(Records to process)
— Start —
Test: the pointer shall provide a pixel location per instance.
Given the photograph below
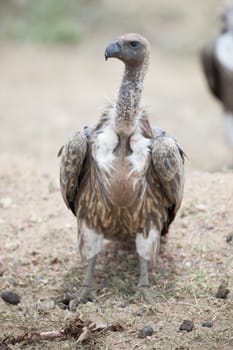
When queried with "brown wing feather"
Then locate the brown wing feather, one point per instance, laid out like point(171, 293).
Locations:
point(168, 162)
point(71, 166)
point(210, 69)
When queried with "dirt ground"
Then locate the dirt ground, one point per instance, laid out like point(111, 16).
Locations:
point(48, 94)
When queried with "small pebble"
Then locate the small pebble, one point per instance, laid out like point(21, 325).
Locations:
point(207, 324)
point(141, 311)
point(146, 331)
point(10, 297)
point(222, 291)
point(186, 325)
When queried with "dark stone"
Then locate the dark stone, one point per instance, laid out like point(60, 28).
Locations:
point(222, 291)
point(207, 324)
point(10, 297)
point(146, 331)
point(186, 325)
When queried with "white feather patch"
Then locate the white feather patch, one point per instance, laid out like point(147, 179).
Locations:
point(90, 242)
point(224, 50)
point(103, 148)
point(140, 147)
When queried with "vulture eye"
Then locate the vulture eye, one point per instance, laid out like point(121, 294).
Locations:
point(134, 43)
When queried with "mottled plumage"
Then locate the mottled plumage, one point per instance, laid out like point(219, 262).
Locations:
point(217, 64)
point(121, 178)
— End —
(Your goal)
Copy out every line of the items above word for word, leaving out the pictures.

(The completed task)
Test: the pointer shall provide a pixel location per instance.
Given the photograph below
When queried with "brown wing feather"
Then locate the brown wing feather, one point per instance, laid out like point(171, 293).
Locations:
point(168, 162)
point(71, 166)
point(210, 69)
When queried with "dirt ground"
Then locate the dirt ground, one point per instance, laid out like point(111, 16).
Locations:
point(48, 94)
When queried with "small pebble"
Then locate the small pebble, one point per instance, laid out like point(21, 325).
Locations:
point(207, 324)
point(141, 311)
point(146, 331)
point(10, 297)
point(222, 291)
point(186, 325)
When queried with "dark stone"
Then locate the dark stone, one point per instance, laid out like point(60, 28).
Locations:
point(222, 291)
point(207, 324)
point(10, 297)
point(146, 331)
point(186, 325)
When queried with "white feather patch"
Then locate the white feather patch, one point per instance, laid out like point(147, 179).
Locations:
point(90, 242)
point(224, 50)
point(103, 148)
point(140, 147)
When queried with "vulture eye"
Then locate the vulture eye, one point per instance, laid out like point(121, 294).
Locations:
point(134, 43)
When queried with "mottled plumage"
Then locate the mottled plumage, one point per instance, laid out like point(219, 262).
Locations:
point(217, 64)
point(121, 178)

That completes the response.